----- Okuma metni -----

Örneklemin % 87,4’ünün aile fertleri ile birlikte yaşadıkları geri kalan % 12,6’lık oranın yalnız, ev arkadaşları ile yaşadıkları, sevgili, akraba ile birlikte olarak, sokakta bir mekân yaşadıklarına dair cevaplar alınmıştır. Bu veriler ışığında; aileye dair birçok farklı değişkenin çocuk ve genç bireylerin madde kullanımı üzerine etkilere sahip olduğu değerlendirilmektedir. Alanda ve literatürde yapılan araştırmalarda, tek ebeveynli ailelerdeki çocuk ya da genç bireylerin çift ebeveynli ailelerdeki çocuk ya da genç bireylere göre madde kullanımına daha yatkın oldukları yâda bu riski bünyesinde daha fazla barındırdıkları sonucuna varılmıştır. Çalışmalarda yalnızca babasıyla yaşayan çocuk ya da genç bireylerde uyuşturucu maddelere temasın, yalnızca annesiyle yaşayan çocuk ya da genç bireylere göre daha yüksek olduğu ve aynı zamanda babasıyla yaşayan kız çocuklarında benzer koşullardaki erkek çocuklara göre uyuşturucu maddelere temasın daha yüksek olduğu tespit edilmiştir. Uyuşturucu suçları, erkek egemen bir suç türüdür. Polis tarafından gözaltına alınan şüpheliler bakımından kadınların bu suçtan daha uzak olduğu söylenebilir. Erkek beyni daha hızlı karar verir, risk alma davranışında daha pervasızdır, kadın beyni ise çift taraflı çalışır, ölçer, tartar olası riskleri durumlarını hesaba katarak isabetli kararlar vermeye çalışır.
Örneklemin Cinsiyet dağılımında, % 93,8’i erkek, % 6,2’si ise kadınlardan oluşmaktadır. Madde Kullanıcıları Profil Analizi 2022 Yılı Narkolog Raporundaki bulgular eşliğinde; uyuşturucu madde kullanıcılarının % 47,4’lük oranının uyuşturucu maddeyi kendi evlerinde kullandığı, yine uyuşturucu madde kullanımından ilk olarak % 55,1’lik oranla annelerin haberdar olması benzer görüşleri doğrular nitelikte bulunmuştur. Çift ebeveynli ailelerde madde kullanımına yönelik denetim ve kontrol süreci bazı durumlarda daha güçlü olabilmektedir.
Örnekleme; Anne ve baba arasında şiddet yaşanıp yaşanmadığı sorusuna; % 28,1’inin anne ve baba arasında hiç şiddet yaşanmadığını, % 38,9’unun nadiren, % 20,7’sinin ara sıra, % 4,2’sinin sıkça, % 1,1’inin sürekli olarak anne ve baba arasında şiddet olgusunun yaşandığı cevabını vermişlerdir. %7’lik oranın soruya cevap vermek istemedikleri görülmüştür. Örnekleme; Aile içinde şiddet yaşanıp yaşanmadığı üzerine yöneltilen sorulara cevap olarak; % 27,9’luk bir oranın aile içinde hiç şiddet yaşanmadığını, % 34,4’ünün nadiren, % 22,9’unun ara sıra, % 4,7’sinin sıkça, % 3’lük oranın sürekli aile içi şiddet olgusunun yaşandığına dair cevaplar vermişlerdir. %7,1’inin soruya cevap vermek istemedikleri görülmüştür.

-----

Madde kullanımıyla ilgili metne göre örneklemin yüzde kaçı erkektir?

----- Kayıtlar -----

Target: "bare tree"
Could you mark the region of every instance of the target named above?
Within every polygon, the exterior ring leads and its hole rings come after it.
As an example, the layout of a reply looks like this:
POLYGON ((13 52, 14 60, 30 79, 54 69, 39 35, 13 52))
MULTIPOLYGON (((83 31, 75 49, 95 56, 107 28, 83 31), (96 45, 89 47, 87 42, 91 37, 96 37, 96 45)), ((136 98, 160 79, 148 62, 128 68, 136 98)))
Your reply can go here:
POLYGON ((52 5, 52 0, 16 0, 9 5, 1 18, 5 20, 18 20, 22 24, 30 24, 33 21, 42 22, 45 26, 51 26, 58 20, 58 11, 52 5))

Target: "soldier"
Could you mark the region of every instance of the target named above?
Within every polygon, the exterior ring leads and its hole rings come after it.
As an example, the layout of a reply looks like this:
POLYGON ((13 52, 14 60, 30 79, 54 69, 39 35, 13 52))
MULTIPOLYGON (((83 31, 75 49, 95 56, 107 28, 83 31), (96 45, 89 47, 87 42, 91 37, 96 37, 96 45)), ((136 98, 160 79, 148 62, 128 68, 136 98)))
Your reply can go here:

-----

§ **Alıştırma çıktısı**: Örneklemin % 93,8'i erkektir.